## Objectif visé
Réécrivez le texte sur les dieux anciens ci-dessous, tout ce qui va de "Alors ils inventaient" jusqu'à "tard le soir ?", en remplaçant "mammouths laineux" par "ours des cavernes".

## Texte source
Archive for January, 2015

Götterdämmerung

Thursday, January 8th, 2015

Jadis, longtemps avant l’invention de wikipédia, l’humanité tentait de comprendre les mystères qui l’entouraient. Mais c’était un peu compliqué. Et souvent effrayant. Mais il fallait bien que les aînés rassurent les plus jeunes, quand ils en causaient, le soir au coin du feu dont ils avaient moins peur depuis qu’ils l’avaient inventé.

Alors ils inventaient de belles histoires. Ils leur racontaient les histoires des dieux anciens qui avaient créé la terre et le ciel, la terre et les mammouths laineux, avant de partir prendre l’apéro. “Et quand ils abusent du jus de fruits fermenté, ça fait des éclairs”, disaient-ils. Puis les plus jeunes, parfois, devenaient à leurs tours des aînés. Ils rajoutaient un ou deux chapitres à la légende, en enlevaient d’autres, modifiaient ça et là certains passages.

Puis un jour, un dénommé UhhhhhhGruhhhhr revint d’une chasse à la belette ensanglanté mais exalté.
– Dites, vous avez bien dit que c’était Agrhaahrk qui avait créé la terre, le ciel, et que les éclairs c’était un truc qu’elle faisait pour retrouver les clés de sa grotte quand elle rentrait tard le soir ?
– Euh, oui, c’est ça.
– Jamais bien compris cette histoire. Mais bon. La grotte d’à côté, ils disent que c’est Uglhor et que les éclairs sont la manifestation de sa colère.
– Oui, bon. Il y a peut-être des interprétions différentes.
– Ah non, c’était déjà assez compliqué comme ça. Du coup, on leur a dit qu’ils se trompaient, on les a massacrés et une chose en entraînant une autre, on a ramené toutes leurs provisions.
– Une demi-belette ?
– Ils étaient pauvres, preuve que leur Uglhor ne doit pas les aimer tant que ça.
– Oui, bon. Pas sûre sûre que ce soit ça que veuille Agrhaahrk.
– Mais si. Il n’y a pas eu d’éclairs depuis, c’est bien la preuve.
– Mouais mais non. Franchement, je crois pas.

Données issues d'une collection

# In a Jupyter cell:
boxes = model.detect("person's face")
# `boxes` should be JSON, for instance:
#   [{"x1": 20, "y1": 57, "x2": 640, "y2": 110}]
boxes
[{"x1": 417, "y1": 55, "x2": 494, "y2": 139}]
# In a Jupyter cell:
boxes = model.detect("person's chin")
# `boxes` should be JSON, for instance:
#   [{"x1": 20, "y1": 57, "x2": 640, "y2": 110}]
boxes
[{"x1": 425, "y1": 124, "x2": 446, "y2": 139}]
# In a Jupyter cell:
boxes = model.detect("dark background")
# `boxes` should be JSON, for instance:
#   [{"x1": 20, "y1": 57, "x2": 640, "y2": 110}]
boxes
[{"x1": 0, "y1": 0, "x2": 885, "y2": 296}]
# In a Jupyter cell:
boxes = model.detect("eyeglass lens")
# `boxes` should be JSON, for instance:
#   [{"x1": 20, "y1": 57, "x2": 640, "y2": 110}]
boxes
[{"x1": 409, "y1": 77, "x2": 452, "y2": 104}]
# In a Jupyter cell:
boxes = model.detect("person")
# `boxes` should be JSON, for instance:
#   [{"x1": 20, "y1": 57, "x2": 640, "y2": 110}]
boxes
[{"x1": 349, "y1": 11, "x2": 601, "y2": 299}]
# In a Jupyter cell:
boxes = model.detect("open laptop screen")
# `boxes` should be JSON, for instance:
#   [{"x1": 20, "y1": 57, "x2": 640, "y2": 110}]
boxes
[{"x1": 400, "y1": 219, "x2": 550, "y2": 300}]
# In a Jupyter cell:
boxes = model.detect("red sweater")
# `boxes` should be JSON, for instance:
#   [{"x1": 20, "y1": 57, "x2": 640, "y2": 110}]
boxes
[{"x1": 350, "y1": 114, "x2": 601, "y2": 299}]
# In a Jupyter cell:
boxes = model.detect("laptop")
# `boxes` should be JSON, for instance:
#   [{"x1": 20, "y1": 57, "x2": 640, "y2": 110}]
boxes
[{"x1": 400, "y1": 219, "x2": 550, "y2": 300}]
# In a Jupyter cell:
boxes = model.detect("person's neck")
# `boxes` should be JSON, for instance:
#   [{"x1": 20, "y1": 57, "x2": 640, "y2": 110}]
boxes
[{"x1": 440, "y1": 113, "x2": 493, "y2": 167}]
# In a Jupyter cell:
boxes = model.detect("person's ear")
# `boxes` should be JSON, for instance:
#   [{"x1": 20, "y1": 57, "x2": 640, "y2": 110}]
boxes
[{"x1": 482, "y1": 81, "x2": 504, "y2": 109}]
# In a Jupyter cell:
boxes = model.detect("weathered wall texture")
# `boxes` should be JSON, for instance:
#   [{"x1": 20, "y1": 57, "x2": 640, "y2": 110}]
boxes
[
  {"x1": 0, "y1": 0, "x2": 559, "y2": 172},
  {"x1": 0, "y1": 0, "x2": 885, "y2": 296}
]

## Problème résolu
Alors ils inventaient de belles histoires. Ils leur racontaient les histoires des dieux anciens qui avaient créé la terre et le ciel, la terre et les ours des cavernes, avant de partir prendre l’apéro. “Et quand ils abusent du jus de fruits fermenté, ça fait des éclairs”, disaient-ils. Puis les plus jeunes, parfois, devenaient à leurs tours des aînés. Ils rajoutaient un ou deux chapitres à la légende, en enlevaient d’autres, modifiaient ça et là certains passages.

Puis un jour, un dénommé UhhhhhhGruhhhhr revint d’une chasse à la belette ensanglanté mais exalté.
– Dites, vous avez bien dit que c’était Agrhaahrk qui avait créé la terre, le ciel, et que les éclairs c’était un truc qu’elle faisait pour retrouver les clés de sa grotte quand elle rentrait tard le soir ?